### Input for this task ###

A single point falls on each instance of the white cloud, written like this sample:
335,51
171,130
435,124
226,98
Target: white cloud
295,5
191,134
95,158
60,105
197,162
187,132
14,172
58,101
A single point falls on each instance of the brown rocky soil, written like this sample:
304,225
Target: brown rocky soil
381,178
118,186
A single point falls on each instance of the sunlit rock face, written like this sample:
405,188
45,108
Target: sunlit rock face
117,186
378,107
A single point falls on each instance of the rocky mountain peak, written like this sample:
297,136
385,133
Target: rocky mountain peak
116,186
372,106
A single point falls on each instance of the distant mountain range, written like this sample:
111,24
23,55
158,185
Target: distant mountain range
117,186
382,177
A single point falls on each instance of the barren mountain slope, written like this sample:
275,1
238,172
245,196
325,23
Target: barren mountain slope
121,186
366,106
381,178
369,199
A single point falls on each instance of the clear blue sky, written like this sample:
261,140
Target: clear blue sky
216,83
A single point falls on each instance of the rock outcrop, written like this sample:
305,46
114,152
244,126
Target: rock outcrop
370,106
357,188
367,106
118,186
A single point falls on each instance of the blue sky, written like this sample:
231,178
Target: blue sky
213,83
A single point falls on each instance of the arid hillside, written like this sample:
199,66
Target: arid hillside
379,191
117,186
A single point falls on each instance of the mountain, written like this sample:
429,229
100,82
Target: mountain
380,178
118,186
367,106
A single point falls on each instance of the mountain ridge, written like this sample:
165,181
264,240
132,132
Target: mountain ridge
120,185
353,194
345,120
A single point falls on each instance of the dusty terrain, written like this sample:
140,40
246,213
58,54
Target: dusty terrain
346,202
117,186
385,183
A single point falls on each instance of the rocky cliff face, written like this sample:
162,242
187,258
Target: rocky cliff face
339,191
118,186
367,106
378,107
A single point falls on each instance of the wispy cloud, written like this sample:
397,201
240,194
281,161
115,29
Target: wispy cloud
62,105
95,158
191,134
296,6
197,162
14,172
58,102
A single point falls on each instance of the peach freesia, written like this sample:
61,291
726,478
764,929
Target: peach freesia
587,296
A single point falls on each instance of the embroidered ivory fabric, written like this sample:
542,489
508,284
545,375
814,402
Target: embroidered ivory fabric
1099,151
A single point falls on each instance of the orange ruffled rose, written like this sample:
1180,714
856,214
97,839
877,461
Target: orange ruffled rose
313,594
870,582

###

▸ **What you are asked to do**: Render the material above as a numbered list with one line per item, leaving out any blank lines.

▸ **Correct answer**:
1. A single point falls on each instance of the white cloud, written like this sample:
2. 335,51
3. 171,130
4. 435,124
5. 226,98
6. Target: white cloud
7. 295,5
8. 191,134
9. 95,158
10. 60,105
11. 197,162
12. 187,132
13. 14,172
14. 58,101
15. A single point falls on each instance of the brown rocky soil, written like this sample:
16. 304,225
17. Target: brown rocky soil
18. 381,178
19. 118,186
20. A single point falls on each instance of the sunlit rock face, written like this sample:
21. 405,188
22. 45,108
23. Target: sunlit rock face
24. 117,186
25. 378,107
26. A single point falls on each instance of the rocky mountain peak, written like this sample:
27. 297,136
28. 385,133
29. Target: rocky mountain peak
30. 116,186
31. 372,106
32. A single point falls on each instance of the distant mountain range, written like this sample:
33. 111,24
34. 23,55
35. 158,185
36. Target: distant mountain range
37. 117,186
38. 382,177
39. A single point falls on each instance of the barren mountain slope, written like this sample:
40. 275,1
41. 238,172
42. 245,196
43. 325,23
44. Target: barren mountain slope
45. 121,186
46. 366,106
47. 381,178
48. 369,199
49. A single point falls on each instance of the clear blue sky, written like this sample:
50. 261,140
51. Target: clear blue sky
52. 216,83
53. A single point falls on each instance of the rock outcrop, written like this sample:
54. 305,46
55. 114,152
56. 244,126
57. Target: rock outcrop
58. 370,106
59. 357,188
60. 367,106
61. 118,186
62. A single point falls on each instance of the blue sky, written like this sample:
63. 231,178
64. Target: blue sky
65. 213,83
66. A single point falls on each instance of the arid hillside, written like this sample:
67. 199,66
68. Target: arid hillside
69. 379,191
70. 117,186
71. A single point falls on each instance of the mountain, written like this sample:
72. 429,229
73. 100,82
74. Target: mountain
75. 380,178
76. 118,186
77. 367,106
78. A single point falls on each instance of the mountain ridge, written like this sample:
79. 165,181
80. 264,240
81. 132,132
82. Target: mountain ridge
83. 120,185
84. 353,194
85. 345,120
86. A single point falls on each instance of the dusty terrain, written like this sample:
87. 140,40
88. 246,213
89. 58,54
90. Target: dusty terrain
91. 346,202
92. 117,186
93. 385,183
94. A single point falls on each instance of the rocky cliff face, written like this sample:
95. 162,242
96. 187,258
97. Target: rocky cliff face
98. 339,191
99. 118,186
100. 367,106
101. 378,107
102. A single point falls on each instance of the wispy cloud, written like this sample:
103. 397,201
104. 240,194
105. 281,161
106. 115,29
107. Target: wispy cloud
108. 62,105
109. 95,158
110. 191,134
111. 296,6
112. 197,162
113. 14,172
114. 58,102
115. A single point falls on each instance of the peach freesia, written like this sample:
116. 61,291
117. 726,478
118. 764,929
119. Target: peach freesia
120. 587,296
121. A single point falls on each instance of the embroidered ivory fabric, written like this sample:
122. 542,489
123. 508,284
124. 545,375
125. 814,402
126. Target: embroidered ivory fabric
127. 1099,151
128. A single point falls on each instance of the orange ruffled rose, written like this sample:
129. 1180,714
130. 856,214
131. 97,839
132. 877,461
133. Target: orange ruffled rose
134. 313,594
135. 870,582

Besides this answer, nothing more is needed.